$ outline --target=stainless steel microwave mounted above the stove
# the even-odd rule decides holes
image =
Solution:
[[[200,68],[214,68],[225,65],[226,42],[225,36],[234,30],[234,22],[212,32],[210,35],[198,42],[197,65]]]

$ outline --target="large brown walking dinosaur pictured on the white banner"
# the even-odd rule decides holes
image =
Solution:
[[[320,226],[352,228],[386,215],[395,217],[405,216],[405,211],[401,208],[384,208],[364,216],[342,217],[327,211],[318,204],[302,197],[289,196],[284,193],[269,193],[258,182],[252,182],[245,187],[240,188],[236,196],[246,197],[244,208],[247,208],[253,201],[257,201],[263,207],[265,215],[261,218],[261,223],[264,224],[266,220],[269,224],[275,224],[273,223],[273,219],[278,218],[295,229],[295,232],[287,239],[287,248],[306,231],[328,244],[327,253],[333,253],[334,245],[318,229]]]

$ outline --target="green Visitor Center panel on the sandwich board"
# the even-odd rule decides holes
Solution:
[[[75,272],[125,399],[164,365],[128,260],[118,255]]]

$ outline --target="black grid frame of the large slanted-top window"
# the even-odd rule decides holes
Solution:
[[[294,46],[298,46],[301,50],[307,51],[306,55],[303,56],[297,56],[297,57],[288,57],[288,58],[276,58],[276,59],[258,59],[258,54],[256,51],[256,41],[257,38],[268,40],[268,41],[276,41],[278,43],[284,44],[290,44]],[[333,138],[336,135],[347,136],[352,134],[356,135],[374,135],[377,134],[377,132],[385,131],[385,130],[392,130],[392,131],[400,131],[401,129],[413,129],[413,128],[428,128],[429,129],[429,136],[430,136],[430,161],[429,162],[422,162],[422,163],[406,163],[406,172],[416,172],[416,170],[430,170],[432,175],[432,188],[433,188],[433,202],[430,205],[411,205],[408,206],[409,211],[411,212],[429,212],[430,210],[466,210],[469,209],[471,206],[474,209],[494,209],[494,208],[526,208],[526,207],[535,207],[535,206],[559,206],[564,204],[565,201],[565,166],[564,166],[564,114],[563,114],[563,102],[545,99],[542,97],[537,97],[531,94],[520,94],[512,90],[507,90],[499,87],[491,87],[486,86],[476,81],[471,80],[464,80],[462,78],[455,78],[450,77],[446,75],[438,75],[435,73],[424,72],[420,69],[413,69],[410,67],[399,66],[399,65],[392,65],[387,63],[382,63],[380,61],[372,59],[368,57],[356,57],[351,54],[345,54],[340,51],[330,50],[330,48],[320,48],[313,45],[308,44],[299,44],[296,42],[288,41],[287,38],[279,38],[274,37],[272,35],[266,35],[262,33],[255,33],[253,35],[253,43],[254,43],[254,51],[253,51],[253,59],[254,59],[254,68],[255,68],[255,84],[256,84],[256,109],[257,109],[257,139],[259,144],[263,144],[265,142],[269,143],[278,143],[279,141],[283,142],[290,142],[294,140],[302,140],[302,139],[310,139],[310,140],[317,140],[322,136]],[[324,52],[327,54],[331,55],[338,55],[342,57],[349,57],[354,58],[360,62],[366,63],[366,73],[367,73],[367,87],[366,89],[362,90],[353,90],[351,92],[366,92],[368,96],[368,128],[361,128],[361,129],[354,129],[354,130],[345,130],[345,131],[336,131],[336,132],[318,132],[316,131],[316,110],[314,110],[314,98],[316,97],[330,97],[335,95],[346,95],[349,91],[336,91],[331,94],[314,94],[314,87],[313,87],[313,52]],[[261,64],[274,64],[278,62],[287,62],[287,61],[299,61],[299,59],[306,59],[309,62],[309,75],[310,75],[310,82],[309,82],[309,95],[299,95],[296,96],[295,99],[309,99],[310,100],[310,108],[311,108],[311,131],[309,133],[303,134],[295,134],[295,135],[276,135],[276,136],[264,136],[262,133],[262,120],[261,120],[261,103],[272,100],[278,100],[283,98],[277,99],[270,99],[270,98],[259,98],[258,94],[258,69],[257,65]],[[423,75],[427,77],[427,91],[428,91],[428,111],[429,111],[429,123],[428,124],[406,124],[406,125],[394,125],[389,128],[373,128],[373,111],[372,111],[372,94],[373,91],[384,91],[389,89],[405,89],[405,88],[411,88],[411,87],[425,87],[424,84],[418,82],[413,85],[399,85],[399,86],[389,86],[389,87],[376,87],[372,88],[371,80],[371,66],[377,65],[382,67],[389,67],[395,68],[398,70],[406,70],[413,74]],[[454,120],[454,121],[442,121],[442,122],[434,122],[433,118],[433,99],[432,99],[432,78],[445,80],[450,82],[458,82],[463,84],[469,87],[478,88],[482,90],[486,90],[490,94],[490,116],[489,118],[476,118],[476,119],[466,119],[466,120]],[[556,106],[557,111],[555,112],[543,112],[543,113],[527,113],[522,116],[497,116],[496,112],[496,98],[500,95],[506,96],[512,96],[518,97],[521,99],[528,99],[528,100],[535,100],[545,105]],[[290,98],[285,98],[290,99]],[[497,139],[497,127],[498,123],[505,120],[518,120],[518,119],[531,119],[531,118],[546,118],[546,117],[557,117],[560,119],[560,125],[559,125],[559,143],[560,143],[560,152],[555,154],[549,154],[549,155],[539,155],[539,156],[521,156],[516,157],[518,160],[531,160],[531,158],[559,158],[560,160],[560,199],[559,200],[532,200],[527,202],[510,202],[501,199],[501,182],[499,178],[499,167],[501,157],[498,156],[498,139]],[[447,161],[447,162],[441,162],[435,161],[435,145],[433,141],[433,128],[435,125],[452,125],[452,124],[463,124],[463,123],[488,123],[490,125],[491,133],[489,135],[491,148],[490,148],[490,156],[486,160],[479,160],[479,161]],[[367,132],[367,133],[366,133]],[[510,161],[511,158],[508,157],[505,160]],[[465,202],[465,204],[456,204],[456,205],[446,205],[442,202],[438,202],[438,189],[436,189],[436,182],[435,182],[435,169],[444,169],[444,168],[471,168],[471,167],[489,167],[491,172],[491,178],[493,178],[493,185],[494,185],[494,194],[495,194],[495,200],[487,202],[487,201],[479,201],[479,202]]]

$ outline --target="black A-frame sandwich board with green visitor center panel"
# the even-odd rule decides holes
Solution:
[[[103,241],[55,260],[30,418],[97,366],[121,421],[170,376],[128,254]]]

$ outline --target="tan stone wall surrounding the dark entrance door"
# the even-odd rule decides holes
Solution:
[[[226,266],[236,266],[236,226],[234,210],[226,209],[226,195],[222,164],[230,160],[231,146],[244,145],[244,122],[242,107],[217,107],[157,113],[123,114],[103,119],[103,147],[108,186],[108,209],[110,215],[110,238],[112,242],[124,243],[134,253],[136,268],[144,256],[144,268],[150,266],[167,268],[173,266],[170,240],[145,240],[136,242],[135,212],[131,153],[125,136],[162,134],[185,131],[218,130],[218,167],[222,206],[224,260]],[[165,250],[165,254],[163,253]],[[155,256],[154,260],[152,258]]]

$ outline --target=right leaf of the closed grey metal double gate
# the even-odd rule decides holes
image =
====
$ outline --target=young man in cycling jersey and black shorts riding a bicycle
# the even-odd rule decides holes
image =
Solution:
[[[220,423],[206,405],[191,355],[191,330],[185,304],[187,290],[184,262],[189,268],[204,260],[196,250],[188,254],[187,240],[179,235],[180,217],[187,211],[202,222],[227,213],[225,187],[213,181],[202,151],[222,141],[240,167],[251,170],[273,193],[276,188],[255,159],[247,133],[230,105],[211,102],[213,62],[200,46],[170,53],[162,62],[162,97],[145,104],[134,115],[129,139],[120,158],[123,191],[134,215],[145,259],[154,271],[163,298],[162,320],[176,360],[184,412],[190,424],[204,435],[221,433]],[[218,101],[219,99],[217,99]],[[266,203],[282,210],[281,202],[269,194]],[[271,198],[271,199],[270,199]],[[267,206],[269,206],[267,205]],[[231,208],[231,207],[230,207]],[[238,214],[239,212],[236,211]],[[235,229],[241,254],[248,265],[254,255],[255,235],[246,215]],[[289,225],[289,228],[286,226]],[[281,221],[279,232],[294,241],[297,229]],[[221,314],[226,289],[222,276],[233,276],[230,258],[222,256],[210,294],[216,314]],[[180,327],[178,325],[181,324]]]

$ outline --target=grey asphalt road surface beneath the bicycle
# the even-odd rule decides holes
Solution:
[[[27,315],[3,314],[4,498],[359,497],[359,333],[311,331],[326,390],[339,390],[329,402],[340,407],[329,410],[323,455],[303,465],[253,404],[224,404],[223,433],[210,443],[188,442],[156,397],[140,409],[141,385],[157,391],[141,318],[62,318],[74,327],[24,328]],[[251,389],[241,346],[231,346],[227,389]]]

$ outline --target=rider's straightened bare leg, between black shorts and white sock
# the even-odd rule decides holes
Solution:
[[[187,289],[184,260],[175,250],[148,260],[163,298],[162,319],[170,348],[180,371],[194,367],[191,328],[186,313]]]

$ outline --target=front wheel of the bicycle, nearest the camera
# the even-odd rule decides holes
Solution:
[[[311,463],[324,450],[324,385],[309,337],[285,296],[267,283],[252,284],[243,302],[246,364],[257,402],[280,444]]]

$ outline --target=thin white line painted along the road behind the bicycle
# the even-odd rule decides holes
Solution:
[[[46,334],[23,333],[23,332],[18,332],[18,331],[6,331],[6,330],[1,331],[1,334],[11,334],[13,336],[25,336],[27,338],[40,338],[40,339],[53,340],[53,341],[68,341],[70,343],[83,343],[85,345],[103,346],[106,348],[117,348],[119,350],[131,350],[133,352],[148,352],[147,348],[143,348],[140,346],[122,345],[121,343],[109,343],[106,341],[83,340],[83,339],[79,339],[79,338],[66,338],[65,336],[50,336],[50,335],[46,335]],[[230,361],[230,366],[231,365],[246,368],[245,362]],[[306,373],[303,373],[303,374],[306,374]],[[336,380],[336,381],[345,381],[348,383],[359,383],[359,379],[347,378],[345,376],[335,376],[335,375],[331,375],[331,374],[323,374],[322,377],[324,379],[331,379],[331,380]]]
====
WORK TO BE COMPLETED: Copy all lines above containing the string "panel".

REPLY TO THE TASK:
$ outline --target="green Visitor Center panel on the sandwich board"
$ outline --target="black A-frame sandwich board with green visitor center panel"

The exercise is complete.